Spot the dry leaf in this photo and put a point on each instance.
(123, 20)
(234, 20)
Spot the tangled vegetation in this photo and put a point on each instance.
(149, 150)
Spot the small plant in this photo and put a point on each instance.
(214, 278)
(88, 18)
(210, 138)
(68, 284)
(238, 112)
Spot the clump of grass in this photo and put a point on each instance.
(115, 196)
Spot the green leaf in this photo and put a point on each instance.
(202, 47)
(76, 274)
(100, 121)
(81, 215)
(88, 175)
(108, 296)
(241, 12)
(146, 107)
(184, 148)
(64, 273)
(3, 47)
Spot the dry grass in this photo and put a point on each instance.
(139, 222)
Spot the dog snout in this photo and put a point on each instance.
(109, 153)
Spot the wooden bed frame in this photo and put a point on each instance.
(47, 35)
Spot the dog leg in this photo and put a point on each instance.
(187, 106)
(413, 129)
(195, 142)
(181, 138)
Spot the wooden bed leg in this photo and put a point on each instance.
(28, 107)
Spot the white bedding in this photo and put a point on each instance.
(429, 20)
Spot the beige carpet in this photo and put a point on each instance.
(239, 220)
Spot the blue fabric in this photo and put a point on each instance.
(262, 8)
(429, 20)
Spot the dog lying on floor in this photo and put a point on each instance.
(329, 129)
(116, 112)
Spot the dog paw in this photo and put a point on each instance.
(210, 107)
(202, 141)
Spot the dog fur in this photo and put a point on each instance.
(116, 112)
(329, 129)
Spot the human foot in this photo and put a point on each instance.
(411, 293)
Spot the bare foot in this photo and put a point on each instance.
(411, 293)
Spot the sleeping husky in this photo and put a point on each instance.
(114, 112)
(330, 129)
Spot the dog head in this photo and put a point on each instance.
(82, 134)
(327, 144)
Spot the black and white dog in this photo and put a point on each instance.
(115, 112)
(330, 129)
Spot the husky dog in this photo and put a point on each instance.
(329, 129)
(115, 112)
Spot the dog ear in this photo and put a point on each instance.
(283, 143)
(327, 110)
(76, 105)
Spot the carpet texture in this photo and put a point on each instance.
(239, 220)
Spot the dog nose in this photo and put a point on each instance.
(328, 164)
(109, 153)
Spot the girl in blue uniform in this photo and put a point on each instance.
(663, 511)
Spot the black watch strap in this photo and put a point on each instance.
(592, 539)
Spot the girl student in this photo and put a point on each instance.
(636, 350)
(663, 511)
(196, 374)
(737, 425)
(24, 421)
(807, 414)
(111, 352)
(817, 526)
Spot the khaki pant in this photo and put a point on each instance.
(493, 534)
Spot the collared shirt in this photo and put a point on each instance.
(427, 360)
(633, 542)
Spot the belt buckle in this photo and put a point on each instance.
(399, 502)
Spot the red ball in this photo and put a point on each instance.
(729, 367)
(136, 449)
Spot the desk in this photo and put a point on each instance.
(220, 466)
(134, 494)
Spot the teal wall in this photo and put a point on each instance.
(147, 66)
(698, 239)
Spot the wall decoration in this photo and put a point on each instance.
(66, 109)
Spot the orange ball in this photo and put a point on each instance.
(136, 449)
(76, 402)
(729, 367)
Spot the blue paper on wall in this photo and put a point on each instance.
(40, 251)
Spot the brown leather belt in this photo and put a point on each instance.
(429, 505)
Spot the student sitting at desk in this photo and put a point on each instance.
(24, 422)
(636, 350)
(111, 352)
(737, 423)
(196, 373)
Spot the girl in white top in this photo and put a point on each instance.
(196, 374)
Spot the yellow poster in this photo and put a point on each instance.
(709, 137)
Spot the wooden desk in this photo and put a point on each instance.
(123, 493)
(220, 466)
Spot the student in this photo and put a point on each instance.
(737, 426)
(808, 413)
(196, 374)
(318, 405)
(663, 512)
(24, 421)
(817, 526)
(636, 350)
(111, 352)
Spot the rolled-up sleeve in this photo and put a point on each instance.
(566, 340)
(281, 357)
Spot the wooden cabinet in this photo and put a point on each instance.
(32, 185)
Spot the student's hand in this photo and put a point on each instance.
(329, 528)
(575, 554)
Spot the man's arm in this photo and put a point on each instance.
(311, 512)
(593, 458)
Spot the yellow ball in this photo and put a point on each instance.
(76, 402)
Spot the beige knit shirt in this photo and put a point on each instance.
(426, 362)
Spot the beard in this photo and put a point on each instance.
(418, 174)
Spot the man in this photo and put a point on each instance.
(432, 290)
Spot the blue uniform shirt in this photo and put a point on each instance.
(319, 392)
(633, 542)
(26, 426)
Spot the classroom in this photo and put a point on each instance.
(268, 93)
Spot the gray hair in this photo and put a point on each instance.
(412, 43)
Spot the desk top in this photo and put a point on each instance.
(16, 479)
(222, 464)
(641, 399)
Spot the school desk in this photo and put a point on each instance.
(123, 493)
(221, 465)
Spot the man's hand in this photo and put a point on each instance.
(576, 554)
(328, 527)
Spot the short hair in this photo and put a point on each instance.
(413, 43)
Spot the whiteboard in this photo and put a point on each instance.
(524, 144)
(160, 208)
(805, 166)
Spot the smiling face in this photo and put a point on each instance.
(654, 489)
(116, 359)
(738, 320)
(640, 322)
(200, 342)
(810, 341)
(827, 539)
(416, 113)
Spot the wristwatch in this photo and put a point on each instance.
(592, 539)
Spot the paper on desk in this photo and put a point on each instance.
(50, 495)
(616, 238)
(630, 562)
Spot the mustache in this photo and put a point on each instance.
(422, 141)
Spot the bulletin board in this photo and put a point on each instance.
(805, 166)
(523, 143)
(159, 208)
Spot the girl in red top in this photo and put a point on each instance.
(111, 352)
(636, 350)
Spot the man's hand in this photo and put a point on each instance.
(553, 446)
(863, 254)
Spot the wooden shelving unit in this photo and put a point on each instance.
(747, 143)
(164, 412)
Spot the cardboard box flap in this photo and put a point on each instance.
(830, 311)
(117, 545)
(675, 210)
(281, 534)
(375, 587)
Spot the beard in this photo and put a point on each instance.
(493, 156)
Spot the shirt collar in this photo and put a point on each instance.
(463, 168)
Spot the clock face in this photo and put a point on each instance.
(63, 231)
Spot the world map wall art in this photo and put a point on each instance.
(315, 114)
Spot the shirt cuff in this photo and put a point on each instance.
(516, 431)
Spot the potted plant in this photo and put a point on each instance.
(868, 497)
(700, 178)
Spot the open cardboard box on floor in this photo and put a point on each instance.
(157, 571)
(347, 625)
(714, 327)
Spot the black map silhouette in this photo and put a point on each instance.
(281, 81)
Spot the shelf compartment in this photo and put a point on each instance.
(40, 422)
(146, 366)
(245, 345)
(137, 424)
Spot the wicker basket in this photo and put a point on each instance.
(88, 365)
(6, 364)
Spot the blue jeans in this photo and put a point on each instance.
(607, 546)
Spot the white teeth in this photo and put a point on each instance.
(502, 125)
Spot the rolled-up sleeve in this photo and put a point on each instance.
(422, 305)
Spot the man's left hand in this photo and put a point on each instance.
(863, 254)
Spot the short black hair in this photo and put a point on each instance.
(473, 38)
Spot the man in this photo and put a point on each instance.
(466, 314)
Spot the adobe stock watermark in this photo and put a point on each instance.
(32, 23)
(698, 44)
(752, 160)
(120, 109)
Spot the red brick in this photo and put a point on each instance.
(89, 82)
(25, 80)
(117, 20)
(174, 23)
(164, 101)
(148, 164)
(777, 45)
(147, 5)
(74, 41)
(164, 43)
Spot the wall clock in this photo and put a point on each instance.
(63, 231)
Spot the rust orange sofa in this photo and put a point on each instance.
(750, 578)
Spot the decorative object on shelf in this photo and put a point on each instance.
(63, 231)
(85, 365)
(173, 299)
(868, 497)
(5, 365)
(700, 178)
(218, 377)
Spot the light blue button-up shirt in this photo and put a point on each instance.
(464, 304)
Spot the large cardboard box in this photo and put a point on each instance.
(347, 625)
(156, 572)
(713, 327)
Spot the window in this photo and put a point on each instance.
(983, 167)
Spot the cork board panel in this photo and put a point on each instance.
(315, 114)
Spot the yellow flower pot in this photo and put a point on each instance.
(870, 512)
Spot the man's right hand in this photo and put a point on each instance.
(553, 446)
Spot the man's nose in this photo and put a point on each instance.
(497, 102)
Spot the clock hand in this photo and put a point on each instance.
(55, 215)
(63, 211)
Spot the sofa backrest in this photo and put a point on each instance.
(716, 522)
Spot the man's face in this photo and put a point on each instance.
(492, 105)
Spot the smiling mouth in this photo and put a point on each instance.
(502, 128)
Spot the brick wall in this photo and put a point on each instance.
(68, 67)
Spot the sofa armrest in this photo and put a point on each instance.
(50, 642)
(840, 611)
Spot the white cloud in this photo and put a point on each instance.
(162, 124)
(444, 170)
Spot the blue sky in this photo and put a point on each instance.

■ ■ ■ ■

— Goal of the exercise —
Please rewrite the stretch from the line containing "Spot the sofa backrest" through the end of the records, putting "couch" in place of "sofa" and keeping everything else the same.

— Task answer —
Spot the couch backrest in this photo and put a point on each instance.
(716, 522)
Spot the man's face in this photo and put a point on each instance.
(492, 105)
Spot the smiling mouth in this photo and put a point on each instance.
(502, 128)
Spot the brick wall in this photo and put a point on each instance.
(68, 67)
Spot the couch armrest in this photo and put a point on each instance.
(50, 642)
(840, 611)
Spot the white cloud in this photo and put a point on each instance.
(162, 124)
(444, 170)
Spot the blue sky in this photo and put a point on each instance.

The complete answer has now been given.